PARTS OF THE EXERCISE »
(A) According to the article on the GB Met leadership restructure, which two colleges merged in 2017 to form GB Met?
(B) Write the next part of the article on the GB Met leadership restructure, picking up after its last sentence.

TEXT SEGMENT »
==========

Management clear-out planned for college running on emergency cash


A college surviving on bailout funding is seeking to balance the books with a management clear-out.

Twenty managers who currently cover 10 roles at Greater Brighton Metropolitan College (GB Met) were informed yesterday evening that they are at risk of redundancy.

No teaching or back office jobs are currently affected.

GB Met triggered formal FE Commissioner intervention earlier this year after it was granted an undisclosed amount of emergency funding from the government and its then-chief executive, Nick Juba, quit.

The college, which was formed by the merger of City College Brighton and Northbrook College in 2017, said its income has fallen “significantly” in the period post-merger and this has then been exacerbated by the impact of Covid-19.

Andy Green has been seconded from Chichester College Group to lead GB Met while a new permanent chief executive is found and is attempting to find savings through a restructure.

A spokesperson told FE Week: “The college has launched a consultation to restructure the leadership of the organisation to save significant costs and align its resources with the needs of a college of this size.

“The proposed structure is in line with the college’s aspirations both to recover its financial position and to improve the quality of the student experience.

“GB MET needs a strong and agile leadership team to lead it through the period of recovery. This is a difficult time for staff at risk but GB MET is committed to securing its future as a provider of outstanding education, meeting the needs of its local communities. To reach this goal, costs need to be saved and this is why a leadership restructure is required and being implemented.”

==========

DATA EXTRACT »
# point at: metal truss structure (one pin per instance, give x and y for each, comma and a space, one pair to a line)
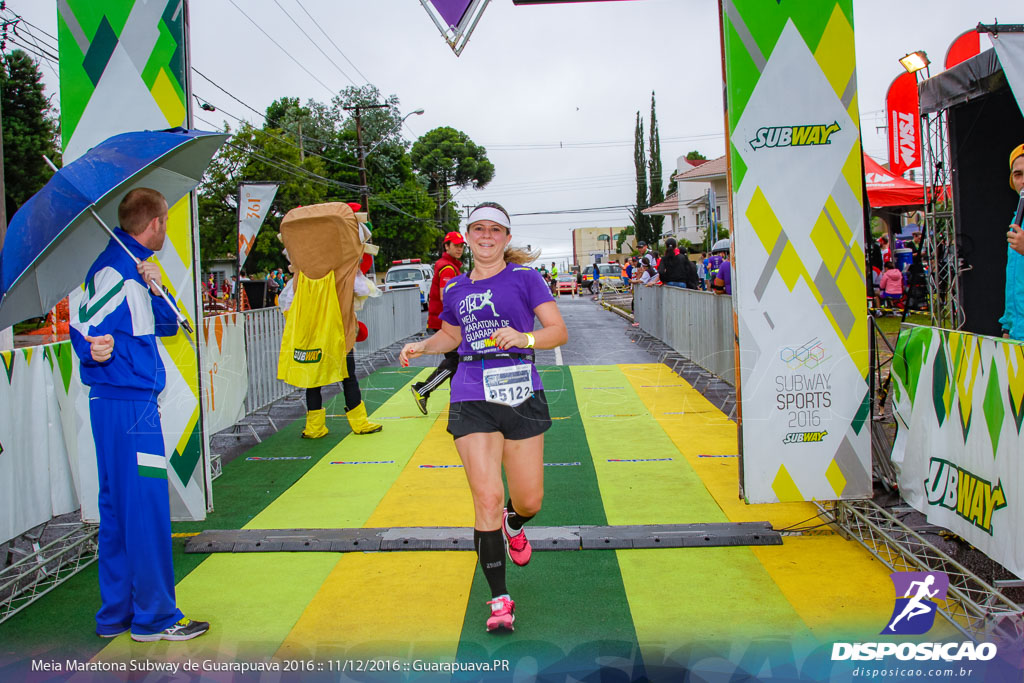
972, 606
940, 251
43, 567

==========

TASK RESPONSES »
(A) City College Brighton and Northbrook College.

(B)
The spokesperson did not disclose how much money the college anticipates to save following the restructure at the time of going to press.

GB Met’s accounts show that its income sat at £41 million in 2016, which fell to £39 million in 2018 and then increased slightly to £40 million last year. The accounts for 2018/19 suggest the college’s financial woes could also stem from a £21 million redevelopment project for its Pelham Street campus which began in August 2019.

The financial statements state that there “remain some cashflow timing issues to be managed during the project”, which is scheduled to complete in 2021, and their forecasts “show that a short-term borrowing facility will be required”.

GB Met had received a diagnostic visit from the FE Commissioner in December 2019 following a grade three Ofsted report, but this was escalated to formal intervention following the request for emergency funding.